### Tarefa proposta 1
Copie sem alterações a passagem da decisão sobre o convênio do SIREDOC que vai de "Cabe averiguar, de" até "razão ao postulante.".
### Tarefa proposta 2
Apresente a continuação da decisão judicial sobre o convênio do SIREDOC, começando logo após a última frase do trecho transcrito.

### Trecho transcrito
---*---

A cláusula 6ª, itens I e II, do convênio anexado às fls. 76/80 é bastante
clara ao determinar que "a cobrança dos atos registrais [...] observará a
tabela de emolumentos estabelecida pela Lei Complementar 279, de
27/12/2004", porém "os Cartórios de Títulos e Documentos através do SIREDOC,
recolherão 20% (vinte por cento) dos valores recebidos em cada registro de
contrato de alienação fiduciária, ao Fundo para a Melhoria da Segurança
Pública, enquanto estiver vigente este convênio" (fls. 79).
Vale destacar que somente o Estado de Santa Catarina, no período de julho de
2005 a março de 2006, recolheu, com base nas estipulações do convênio, o
valor de R$ 4.648.334,92 e tinha como previsão, para o ano de 2006, a
arrecadação de R$ 7.071.273,06, quantia esta equivalente a tão só 25% dos
emolumentos cobrados pelos Cartórios de Títulos e Documentos, conforme o
disposto na cláusula 1ª do pacto inserto às fls. 76/80.
Logo, demonstrada a lesão grave e de difícil reparação a que está sujeito o
"Sindicato dos Oficiais do Registro Civil, Títulos, Documentos e de Pessoas
Jurídicas e Escrivania de Paz do Estado de Santa Catarina", ora agravante,
mostra-se prudente a manutenção deste reclamo na sua forma instrumental.
Cabe averiguar, de outra banda, se a fundamentação expendida é relevante e
verossímil, acarretando senão um juízo de certeza, de alta probabilidade de
êxito do provimento final.
Penso, com a devida vênia, que nesse passo, assiste razão ao postulante.
Na hipótese dos autos, o recorrente argüiu, em preliminar, a nulidade da
decisão objurgada, por ausência de fundamentação, conforme o artigo 93,
inciso IX, da Constituição Federal, e de "motivação jurídica idônea, posto
que não versou sobre o nó górdio do pleito liminar da demanda popular, qual
seja, a lesividade do ato hostilizado" (fls. 17).
Ora, as decisões judiciais necessitam de fundamentação para serem válidas e
eficazes, o que não se confunde com prolixidade, bastando sejam claras e
precisas, ao delinear os motivos que ditaram o provimento do Magistrado e
que o levaram a decidir desse ou daquele modo.
O provimento jurisdicional atacado, embora sucinto, não padece de nulidade,
pois o i. Magistrado a quo apontou as razões de fato e de direito que
motivaram sua decisão (fls. 26), mencionando expressamente os requisitos
necessários ao deferimento do mandado liminar.
Dessa forma, não se evidencia qualquer eiva de nulidade no provimento,
porque apenas a ausência absoluta de motivação é que pode autorizar a sanção
postulada.

---*---

### Dados apresentados

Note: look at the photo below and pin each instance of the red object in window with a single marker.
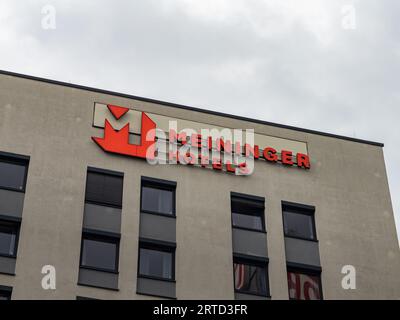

---*---

### Resposta final 1
Cabe averiguar, de outra banda, se a fundamentação expendida é relevante e
verossímil, acarretando senão um juízo de certeza, de alta probabilidade de
êxito do provimento final.
Penso, com a devida vênia, que nesse passo, assiste razão ao postulante.

### Resposta final 2
O e. Tribunal de Justiça de Santa Catarina, em acórdão da lavra do e.
Desembargador Trindade dos Santos, determinou, verbis:
"A fundamentação sucinta não corresponde, para os fins jurídicos, à ausência
de fundamentação. Assim, ainda que sucinta a fundamentação de determinado
provimento jurisdicional, não é ele gravado de nulidade por descumprimento
das imposições do art. 93, IX, da Magna Carta, se dela entrevê-se com
clareza as razões geradoras da decisão impugnada" (AI n. 98.005327-7, da
Capital).
Já, quanto à "motivação jurídica idônea", sobrelevo que o exame, ainda que
superficial, da preliminar confunde-se com o mérito do interlocutório
atacado, o que impede, obviamente, a declaração de quaisquer nulidades neste
capítulo do iter recursal.
Ainda assim, ressalto que a doutrina e a jurisprudência mais atualizadas
firmaram o entendimento de que, para a configuração do requisito de
lesividade à propositura da ação popular, bastaria tão-somente a violação ao
princípio da moralidade administrativa, que decorre, muitas vezes, da
própria ilegalidade do ato, condição esta, suficientemente, demonstrada nas
decisões de fls. 26 e 102.
Por outro lado, o desvio de poder da Administração, quando esta obedece,
formalmente, à lei, mas afasta-se do interesse público é há muito tempo tida
como uma espécie de ilegalidade, que enseja o cabimento da ação popular (In:
MEIRELLES, Hely Lopes. Direito Administrativo Brasileiro. 28. ed. São Paulo:
Malheiros Editores, 2003. p. 108).
O Superior Tribunal de Justiça, em situação análoga, decidiu, verbis:
"PROCESSUAL. ADMINISTRATIVO. AÇÃO POPULAR. PRESSUPOSTOS.
ILEGALIDADE.LESIVIDADE.
"1. A ação popular é meio processual constitucional adequado para impor a
obediência ao postulado da moralidade na prática dos atos administrativos.
"2. A moralidade administrativa é valor de natureza absoluta que se insere
nos pressupostos exigidos para a efetivação do regime democrático.
[...]
"4. Ilegalidade do ato administrativo que, por si só, conduz a se ter como
ocorrente profunda lesão patrimonial aos cofres públicos.
[...]
"9. 'O entendimento sufragado pelo acórdão recorrido no sentido de que, para
cabimento da ação popular, basta a ilegalidade do ato administrativo a
invalidar, por contrariar normas específicas que regem a sua prática ou por
se desviar dos princípios que norteiam a administração pública, dispensável
a demonstração de prejuízo material aos cofres públicos, não é ofensivo ao
inciso LXXIII do art. 5º da Constituição Federal, norma que abarca não só o
patrimônio material do Poder Público, como também o patrimônio moral, o
cultural e histórico' (STF, RE 120.768/SP, Rel. Min. Ilmar Galvão, DJU de
13.08.99).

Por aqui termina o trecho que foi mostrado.